#### Directive
Rewrite every row below with "innermost point" substituted by "central point", leaving everything else unchanged.

#### Dataset content
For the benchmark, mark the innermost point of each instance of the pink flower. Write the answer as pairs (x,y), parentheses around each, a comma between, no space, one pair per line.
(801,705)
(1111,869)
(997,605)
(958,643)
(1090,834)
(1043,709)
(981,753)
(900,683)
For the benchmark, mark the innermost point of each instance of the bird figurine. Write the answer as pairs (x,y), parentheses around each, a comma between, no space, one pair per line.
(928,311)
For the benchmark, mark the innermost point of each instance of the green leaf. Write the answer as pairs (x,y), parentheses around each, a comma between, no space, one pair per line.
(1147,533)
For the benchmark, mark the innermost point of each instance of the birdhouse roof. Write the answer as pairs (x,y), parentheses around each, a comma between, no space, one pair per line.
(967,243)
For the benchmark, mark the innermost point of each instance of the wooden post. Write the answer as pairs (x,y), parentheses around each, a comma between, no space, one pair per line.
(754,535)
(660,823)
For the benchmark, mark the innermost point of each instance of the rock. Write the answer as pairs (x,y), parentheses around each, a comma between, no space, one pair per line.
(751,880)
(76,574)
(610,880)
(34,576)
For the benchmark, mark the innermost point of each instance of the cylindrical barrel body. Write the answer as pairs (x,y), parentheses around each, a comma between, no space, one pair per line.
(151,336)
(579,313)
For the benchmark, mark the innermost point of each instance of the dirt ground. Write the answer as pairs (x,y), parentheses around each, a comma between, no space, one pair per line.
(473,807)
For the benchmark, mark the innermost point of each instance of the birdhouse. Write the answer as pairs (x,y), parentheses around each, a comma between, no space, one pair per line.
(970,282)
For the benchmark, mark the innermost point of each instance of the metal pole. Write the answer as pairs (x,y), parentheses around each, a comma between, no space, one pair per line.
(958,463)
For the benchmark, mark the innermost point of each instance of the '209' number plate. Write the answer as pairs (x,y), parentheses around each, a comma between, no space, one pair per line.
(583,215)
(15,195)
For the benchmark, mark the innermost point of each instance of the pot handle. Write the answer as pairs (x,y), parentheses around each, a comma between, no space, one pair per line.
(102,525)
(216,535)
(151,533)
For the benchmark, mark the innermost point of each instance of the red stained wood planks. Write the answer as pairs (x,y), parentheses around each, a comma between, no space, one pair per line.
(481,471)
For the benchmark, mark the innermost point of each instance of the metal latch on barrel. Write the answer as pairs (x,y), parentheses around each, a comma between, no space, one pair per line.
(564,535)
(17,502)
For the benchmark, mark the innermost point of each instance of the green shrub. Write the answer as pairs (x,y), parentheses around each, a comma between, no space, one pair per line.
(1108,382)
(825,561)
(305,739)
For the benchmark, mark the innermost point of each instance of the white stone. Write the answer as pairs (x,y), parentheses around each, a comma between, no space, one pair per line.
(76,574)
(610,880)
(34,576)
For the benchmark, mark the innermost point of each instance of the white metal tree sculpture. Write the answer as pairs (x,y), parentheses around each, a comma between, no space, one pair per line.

#### Final answer
For the benchmark, mark the central point of each instance of the pink flower. Write the answer as pairs (x,y), parentheses around each, a comma between, no space, one pair per line.
(801,705)
(1111,869)
(997,605)
(958,643)
(1090,834)
(1043,709)
(981,753)
(900,683)
For the benchmark, mark the central point of each instance of the bird figurine. Write the answer as pairs (x,y), parentheses around each, a comma between, no space, one pair per line.
(928,311)
For the benchmark, mark the central point of each instance of the green leaf. Write the answer as pairs (x,y), parentheses around each, a comma between, no space, one pair per line.
(1147,533)
For the benchmark, mark the central point of each instance of the birdhouse roof. Write the answer as pairs (x,y), parentheses around each, a comma between, no space, one pair per line.
(967,243)
For the benchmark, mark the central point of each instance of the wooden post. Write the answer as pairs (x,y), parentheses around each, a comma between, no space, one pair per line.
(754,535)
(660,823)
For the benchmark, mark the central point of each instance of the rock. Write the answer as pairs (x,y), parentheses around each, a comma between, no space, one pair per line.
(751,880)
(76,574)
(610,880)
(34,576)
For the benchmark, mark the central point of each instance of the cylindrical barrel body. Write the answer as pairs (x,y), parentheses around each, a comma between, no space, one pair per line.
(151,336)
(579,313)
For the benchmark, mark the central point of each instance of the dirt ground. Write the answer as pairs (x,y), parentheses around each, a comma between, no space, one pair per line.
(473,807)
For the benchmark, mark the central point of each instance of the birdhouse. Write the answer as pairs (x,y), parentheses around each, a comma between, no space, one pair per line.
(970,282)
For the benchmark, mark the central point of each instance of the metal pole. Write the answer as pairs (x,y), parentheses around each, a comma between, no space, one pair per line.
(958,463)
For the benchmark, mark the central point of each instance of the '209' number plate. Write the answer as pairs (x,y), parentheses around each, a comma between, no space, one pair per line.
(583,215)
(15,195)
For the benchmark, mark the central point of each instance of the pot handle. Write the answer as pairs (x,y), parentheses around each, a comma between, no space, one pair per line.
(102,525)
(216,535)
(151,533)
For the benchmark, mark the central point of each instance of the red stained wood planks. Write the answer as pairs (x,y), parentheses around each, a comma between, no space, one pair per line.
(481,471)
For the benchmark, mark the central point of each instance of the metal latch on barrel. Write the answer as pairs (x,y), parentheses around each, a comma between, no space, one pair per line.
(564,535)
(17,502)
For the benchmark, mark the central point of each instance of the green shrub. Write the answer as pairs (x,y), parentheses around each, a comma between, no space, one pair per line.
(1108,382)
(825,561)
(305,739)
For the benchmark, mark the central point of each instance of the white stone. Write the answer as pairs (x,y), parentheses around each, a comma between, no space, one pair per line.
(76,574)
(610,880)
(34,576)
For the benchmark, mark the central point of each instance of the white metal tree sculpture. Write the answer as pairs (x,y), parentheses around each, a comma between, no space, one pair per line.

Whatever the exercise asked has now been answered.